The author agrees, again, with Michael et al (2007) and has no question, that on a very limited scale, retail Islamic products started appearing in UK in the early 1990s: few banks from the Middle East and South East Asia began offering and selling simple products such as home finance. However, found themselves unfavourably tough to compete with their conventional equivalents especially in the pricing. The growth of the retail market remained slow throughout the 1990s and early 2000s as these products did not fall within the regulatory framework and thus consumers did not have the same protection as other consumers like the availability of the Financial Ombudsman Service and the possibility of having support from the Financial Services Compensation Scheme.

_Data provided_

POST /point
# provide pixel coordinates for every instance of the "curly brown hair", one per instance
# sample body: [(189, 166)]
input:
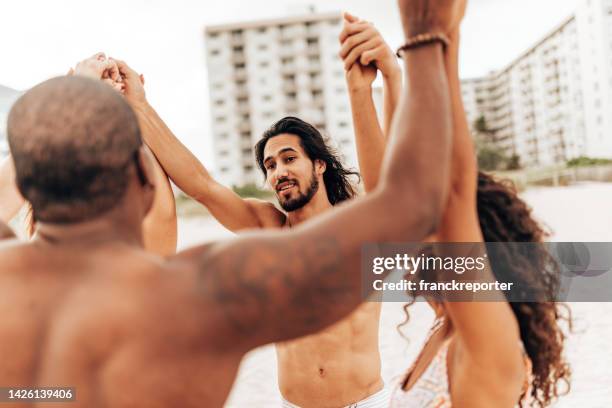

_Tasks for this exercise_
• a. Can you put this sentence from the passage on Islamic retail finance in the UK into Spanish: "The growth of the retail market remained slow throughout the 1990s and early 2000s as these products did not fall within the regulatory framework and thus consumers did not have the same protection as other consumers like the availability of the Financial Ombudsman Service and the possibility of having support from the Financial Services Compensation Scheme."?
• b. Could you substitute "house purchase plans" for "home finance" in the passage on Islamic retail finance in the UK and write it out, starting with "The author agrees, again, with" and going on through "Services Compensation Scheme."?
• c. How would you resume the passage on Islamic retail finance in the UK, picking up right after its final sentence?

_Results in order_
• a. El crecimiento del mercado minorista siguió siendo lento durante la década de 1990 y principios de la de 2000, ya que estos productos no entraban dentro del marco regulatorio y, por tanto, los consumidores no contaban con la misma protección que otros consumidores, como la disponibilidad del Financial Ombudsman Service y la posibilidad de recibir apoyo del Financial Services Compensation Scheme.

• b.
The author agrees, again, with Michael et al (2007) and has no question, that on a very limited scale, retail Islamic products started appearing in UK in the early 1990s: few banks from the Middle East and South East Asia began offering and selling simple products such as house purchase plans. However, found themselves unfavourably tough to compete with their conventional equivalents especially in the pricing. The growth of the retail market remained slow throughout the 1990s and early 2000s as these products did not fall within the regulatory framework and thus consumers did not have the same protection as other consumers like the availability of the Financial Ombudsman Service and the possibility of having support from the Financial Services Compensation Scheme.

• c.
2.12 Government initiatives

The author agrees the UK government has recently taken important steps to promote the Islamic Finance industry. For example the Treasury established an ‘Islamic Finance Expert Group’, in April 2007, to represent a broad cross-section of opinion from the industry, the City, Muslim organisations and the FSA ( www.fsa.gov.uk). The primary objective of this board is to advise the government on opportunities to help Islamic finance in the UK. The Chancellor confirmed in his pre-Budget Report (October 2007), that the group is overseeing an official study by the Treasury and the UK Debt Management Office on the possibility of the UK government issuing a sovereign Sukuk in the wholesale market. Sukuk (Islamic Bond) has already achieved a massive success in the Middle East. Author also finds it prospect, that UK Government is thinking National Savings and Investment Institute to invest this Islamic bonds in the market (www.hm-treasury.gov.uk)

2.13 Historical background and prospect of Islamic Bank of Britain (IBB)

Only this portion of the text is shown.